- INSTRUCTIONS FOR THE TASK
Each entry must be reproduced precisely as it stands.

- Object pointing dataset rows
▬▬▬▬▬▬

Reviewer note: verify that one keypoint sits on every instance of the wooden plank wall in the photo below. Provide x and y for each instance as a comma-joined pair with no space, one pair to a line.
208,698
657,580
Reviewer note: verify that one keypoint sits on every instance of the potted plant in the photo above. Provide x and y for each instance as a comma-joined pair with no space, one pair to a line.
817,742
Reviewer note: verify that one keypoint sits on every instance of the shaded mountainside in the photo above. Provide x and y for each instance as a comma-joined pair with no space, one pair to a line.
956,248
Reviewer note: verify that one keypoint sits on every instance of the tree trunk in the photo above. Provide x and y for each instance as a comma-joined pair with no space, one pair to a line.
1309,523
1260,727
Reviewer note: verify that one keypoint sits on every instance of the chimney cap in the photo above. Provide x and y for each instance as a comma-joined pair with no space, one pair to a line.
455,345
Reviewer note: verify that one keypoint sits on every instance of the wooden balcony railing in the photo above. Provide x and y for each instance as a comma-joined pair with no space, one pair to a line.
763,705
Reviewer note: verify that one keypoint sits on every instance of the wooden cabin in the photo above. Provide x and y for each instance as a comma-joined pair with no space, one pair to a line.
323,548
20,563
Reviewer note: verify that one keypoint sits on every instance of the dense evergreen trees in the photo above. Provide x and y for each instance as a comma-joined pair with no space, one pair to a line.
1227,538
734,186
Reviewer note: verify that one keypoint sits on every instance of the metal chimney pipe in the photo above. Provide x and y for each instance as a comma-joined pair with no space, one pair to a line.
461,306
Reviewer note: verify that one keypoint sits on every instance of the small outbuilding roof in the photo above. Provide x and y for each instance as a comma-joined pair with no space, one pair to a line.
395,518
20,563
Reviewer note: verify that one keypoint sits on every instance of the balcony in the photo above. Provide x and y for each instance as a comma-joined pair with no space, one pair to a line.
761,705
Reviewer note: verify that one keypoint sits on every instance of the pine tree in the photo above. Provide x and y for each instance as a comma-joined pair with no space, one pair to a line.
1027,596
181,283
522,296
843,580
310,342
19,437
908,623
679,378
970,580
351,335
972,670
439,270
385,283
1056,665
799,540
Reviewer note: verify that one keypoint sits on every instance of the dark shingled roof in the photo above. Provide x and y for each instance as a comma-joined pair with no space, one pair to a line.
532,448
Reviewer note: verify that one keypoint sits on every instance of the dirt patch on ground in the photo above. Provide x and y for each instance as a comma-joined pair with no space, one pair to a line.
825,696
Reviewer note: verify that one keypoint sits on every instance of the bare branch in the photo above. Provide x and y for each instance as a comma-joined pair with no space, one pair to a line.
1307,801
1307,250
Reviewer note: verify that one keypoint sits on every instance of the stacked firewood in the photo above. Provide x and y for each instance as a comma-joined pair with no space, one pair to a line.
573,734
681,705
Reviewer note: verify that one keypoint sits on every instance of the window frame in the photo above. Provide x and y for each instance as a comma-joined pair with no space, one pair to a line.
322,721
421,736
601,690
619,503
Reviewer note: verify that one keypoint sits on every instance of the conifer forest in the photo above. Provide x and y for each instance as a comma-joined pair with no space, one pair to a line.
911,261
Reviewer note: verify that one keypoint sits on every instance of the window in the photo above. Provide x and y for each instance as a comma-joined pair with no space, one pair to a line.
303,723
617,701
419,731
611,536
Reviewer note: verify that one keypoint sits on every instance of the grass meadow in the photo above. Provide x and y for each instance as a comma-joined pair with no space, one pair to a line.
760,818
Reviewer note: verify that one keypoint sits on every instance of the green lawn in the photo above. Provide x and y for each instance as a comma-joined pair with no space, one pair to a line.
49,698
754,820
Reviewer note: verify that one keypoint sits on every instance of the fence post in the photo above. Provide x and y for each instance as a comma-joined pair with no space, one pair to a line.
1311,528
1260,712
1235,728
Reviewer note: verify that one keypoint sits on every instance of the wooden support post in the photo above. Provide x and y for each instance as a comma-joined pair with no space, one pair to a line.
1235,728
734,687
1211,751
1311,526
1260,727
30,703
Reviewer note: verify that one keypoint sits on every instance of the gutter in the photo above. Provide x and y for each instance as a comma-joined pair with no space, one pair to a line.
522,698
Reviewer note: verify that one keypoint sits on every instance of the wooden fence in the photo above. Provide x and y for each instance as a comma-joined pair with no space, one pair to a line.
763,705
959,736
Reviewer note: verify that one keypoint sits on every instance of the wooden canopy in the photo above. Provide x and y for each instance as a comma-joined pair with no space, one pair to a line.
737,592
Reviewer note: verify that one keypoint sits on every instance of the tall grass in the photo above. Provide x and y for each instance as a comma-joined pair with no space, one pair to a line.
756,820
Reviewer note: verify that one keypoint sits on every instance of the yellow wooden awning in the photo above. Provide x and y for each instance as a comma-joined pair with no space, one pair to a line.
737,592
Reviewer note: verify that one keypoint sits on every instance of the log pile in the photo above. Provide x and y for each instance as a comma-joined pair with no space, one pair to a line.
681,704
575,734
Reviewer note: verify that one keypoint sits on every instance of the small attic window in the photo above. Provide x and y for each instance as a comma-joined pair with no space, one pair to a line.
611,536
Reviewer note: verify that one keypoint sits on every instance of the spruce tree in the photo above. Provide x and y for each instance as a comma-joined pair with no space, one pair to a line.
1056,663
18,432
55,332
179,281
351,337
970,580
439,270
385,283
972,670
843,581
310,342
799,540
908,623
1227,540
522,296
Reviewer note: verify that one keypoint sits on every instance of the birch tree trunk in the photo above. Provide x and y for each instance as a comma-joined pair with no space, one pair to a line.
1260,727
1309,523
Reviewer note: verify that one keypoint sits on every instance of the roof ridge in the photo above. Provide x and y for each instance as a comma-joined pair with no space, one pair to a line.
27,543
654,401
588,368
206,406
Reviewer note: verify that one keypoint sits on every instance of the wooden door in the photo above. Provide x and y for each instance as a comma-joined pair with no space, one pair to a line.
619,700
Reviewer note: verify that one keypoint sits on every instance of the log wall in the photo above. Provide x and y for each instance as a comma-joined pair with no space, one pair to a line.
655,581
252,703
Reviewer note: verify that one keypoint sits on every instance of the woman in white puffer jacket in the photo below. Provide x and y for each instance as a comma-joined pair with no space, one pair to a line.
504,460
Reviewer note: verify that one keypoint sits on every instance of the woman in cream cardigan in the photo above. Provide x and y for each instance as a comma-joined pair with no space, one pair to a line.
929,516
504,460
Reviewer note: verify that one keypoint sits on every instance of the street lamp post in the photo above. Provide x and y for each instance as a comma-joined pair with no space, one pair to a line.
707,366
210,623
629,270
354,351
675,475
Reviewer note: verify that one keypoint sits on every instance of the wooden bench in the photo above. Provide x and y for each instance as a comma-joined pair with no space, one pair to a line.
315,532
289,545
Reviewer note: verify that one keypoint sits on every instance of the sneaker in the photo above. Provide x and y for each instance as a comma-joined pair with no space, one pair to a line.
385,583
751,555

▬▬▬▬▬▬

- THE RESPONSE
Reviewer note: verify that one keypoint sits on every instance of the wooden plank wall in the photo below. Provide x and y for each instance as a comma-joined pair with no space, one pair to a line.
208,698
657,580
Reviewer note: verify that one keypoint sits on every instance of the potted plant in the photo above. Provide x and y for each instance as a comma-joined pair with no space, one pair to a line.
817,742
Reviewer note: verify that one keypoint sits on every instance of the shaded mountainside in the photo above. Provide x and y for each instance as a comma-joined pair with no space, one pair to a line.
956,248
Reviewer note: verify that one keypoint sits on every instance of the tree trunk in the photo above. Provide x and y for each instance as a comma-joined pair with no space, one pair to a line.
1309,523
1260,727
Reviewer note: verify that one keypoint sits on every instance of the chimney cap in the photo above. Provide x and y for each instance as a comma-joined pair with no space, one pair to a line.
455,345
Reviewer note: verify that one keypoint sits on every instance of the wooden balcony railing in the photo above. Provide x and y for each instance as a comma-joined pair with no space, one pair to a line.
763,705
Reviewer note: verify that one keypoint sits on every instance of the wooden cabin in the photo above. Provide x and y for each instance as a comma-joined pair with no space, one pair to a line.
323,548
20,563
Reviewer note: verify that one keypoint sits on every instance of the dense evergreen trees in the photo above. Provide x and y for each instance as a comma-joined pair with no space, one pair to a line.
1227,538
734,186
Reviewer note: verify that one keypoint sits on every instance of the metal chimney pipe in the photo above. Provide x and y for each instance as a comma-joined pair with no space, one pair to a line.
461,306
Reviewer note: verify that one keypoint sits on every instance of the small outbuilding roof in the photo above. Provide x and y for each instance as a comma-joined pair with no space, one pair to a line.
395,518
20,563
Reviewer note: verify that one keypoint sits on every instance of the balcony in the photo above. Provide x and y for each instance as a comma-joined pair with no space, one pair to a line.
761,705
Reviewer note: verify that one keypoint sits on every instance of the pine tree in the photo above. Provide x and y for each instance as a comma-joined pair with no space, one pair to a line.
1027,596
181,283
522,296
843,580
310,342
19,437
908,623
679,378
970,580
351,335
972,670
439,270
385,283
1056,665
799,540
Reviewer note: verify that one keypoint sits on every instance of the dark shingled roof in the photo above. Provide x and y for each instance as a comma-joined pair with no space, one pair to a line.
532,448
Reviewer note: verify that one keypoint sits on every instance of the dirt patch on ground in the photo above. Provide x and y for each instance as a comma-joined pair with no space, one pair to a line.
825,696
Reviewer note: verify that one keypoint sits on every instance of the bare branch in the photo above. Provide x and y for each instance as a comma-joined pair with no space, one pair to a line.
1307,801
1307,250
Reviewer note: verify that one keypoint sits on every instance of the stacked firewood in the photo above. Provide x and y for each instance as a comma-joined pair with no space, one pair to a line.
573,734
681,705
Reviewer note: verify that one keypoint sits on every instance of the window frame in the photo above. Provide x and y for each instance as a comma-joined pair with no space, one pair to a line.
322,721
421,736
601,690
619,503
Reviewer note: verify that one keypoint sits on every instance of the conifer forest in the photo above. Provide x and y for each instance as a comma-joined pair with no space, one pair to a line.
911,261
Reviewer note: verify that one keypoint sits on every instance of the window in the photo above. Provide x and y for each instance as a comma-joined pair with no space, one pair to a line.
303,723
617,701
419,731
611,536
Reviewer note: verify that one keypoint sits on every instance of the grass meadow in the photo above. Provide x and y for each instance as a comma-joined pair with no space, one pair to a line.
760,818
Reviewer note: verify that one keypoint sits on every instance of the green lawn in the photo above. Provide x and y for each instance as a comma-joined pair with no space, one pair to a line.
49,698
754,820
Reviewer note: verify that one keypoint sits on every instance of the fence post in the photo above. Provide x and y for each instance as a comma-joined pair with no space, one pair to a line.
1311,528
1260,712
1235,728
Reviewer note: verify that one keypoint sits on every instance of the wooden support post in the photo above. Provide x and y for each instance as a comma-joined pair with no space, one pair to a line.
1235,728
734,687
1211,751
1311,526
1260,727
30,703
Reviewer note: verify that one keypoint sits on every instance of the gutter in the photo above. Provide x and y for each instance as a comma-joined pair with no space, one pair to a line.
522,698
Reviewer note: verify that one keypoint sits on every instance of the wooden fence in the photo above. Provide x and y for each instance as a comma-joined pair with no space, one pair to a line.
763,705
959,736
Reviewer note: verify that one keypoint sits on every instance of the wooden canopy in the photo above. Provide x and y for each instance as a comma-joined pair with no space, one pair to a line.
737,592
Reviewer note: verify that one keypoint sits on every instance of the tall grass in the photo above. Provide x and y for each instance as a comma-joined pair with no space, one pair to a line.
756,820
Reviewer note: verify that one keypoint sits on every instance of the yellow wooden awning in the photo above. Provide x and y for each instance as a comma-joined pair with no space, one pair to a line.
737,592
Reviewer note: verify that one keypoint sits on every instance of the log pile in the photo above. Provide x and y for each instance as a comma-joined pair with no space, one pair to a line.
681,704
575,734
Reviewer note: verify that one keypoint sits on every instance of the small attic window in the photo above. Provide x and y for each instance as a comma-joined pair with no space, one pair to a line.
611,536
Reviewer note: verify that one keypoint sits on every instance of the spruce tree in the photo above. Provide x and y for each instance as a comma-joined pair with no space, one pair to a line.
1056,663
18,432
55,332
179,281
351,337
970,580
439,270
385,283
972,670
843,581
310,342
799,540
908,623
1227,540
522,296
Reviewer note: verify that one keypoint sits on every instance of the birch tree trunk in the photo above. Provide x and y for each instance as a comma-joined pair with no space, one pair to a line.
1260,727
1309,523
Reviewer note: verify that one keypoint sits on every instance of the roof ridge in the photo above. Provide x and y for each instance as a comma-joined pair with no space, one pair to a line.
27,543
654,401
588,368
206,406
Reviewer note: verify that one keypoint sits on every instance of the wooden door in the photo above. Provide x and y for each instance as a comma-joined pair with no space, one pair to a line.
619,700
Reviewer note: verify that one keypoint sits on every instance of the log wall in the photo above. Provide x and y for each instance as a comma-joined pair with no space, one pair to a line.
655,581
252,703
Reviewer note: verify that one keypoint sits on every instance of the woman in white puffer jacket in the photo below. Provide x and y for each instance as a comma-joined pair with no space, one pair to a line.
504,460
Reviewer note: verify that one keypoint sits on every instance of the woman in cream cardigan in the photo above. Provide x and y for each instance as a comma-joined pair with no space, one pair to a line.
929,516
504,460
Reviewer note: verify that one keypoint sits on every instance of the street lamp post in the photo above. Provide x and y for each instance as a comma-joined pair with no space, one pair to a line.
707,366
210,623
629,270
354,351
675,475
Reviewer note: verify that one keypoint sits on every instance of the wooden bench in the photo above. Provide x and y for each instance as a comma-joined pair with no space, one pair to a line.
315,532
289,545
Reviewer note: verify that one keypoint sits on every instance of the sneaker in the photo above. Provide x and y for each instance as a comma-joined pair with no space, one pair to a line.
385,583
751,555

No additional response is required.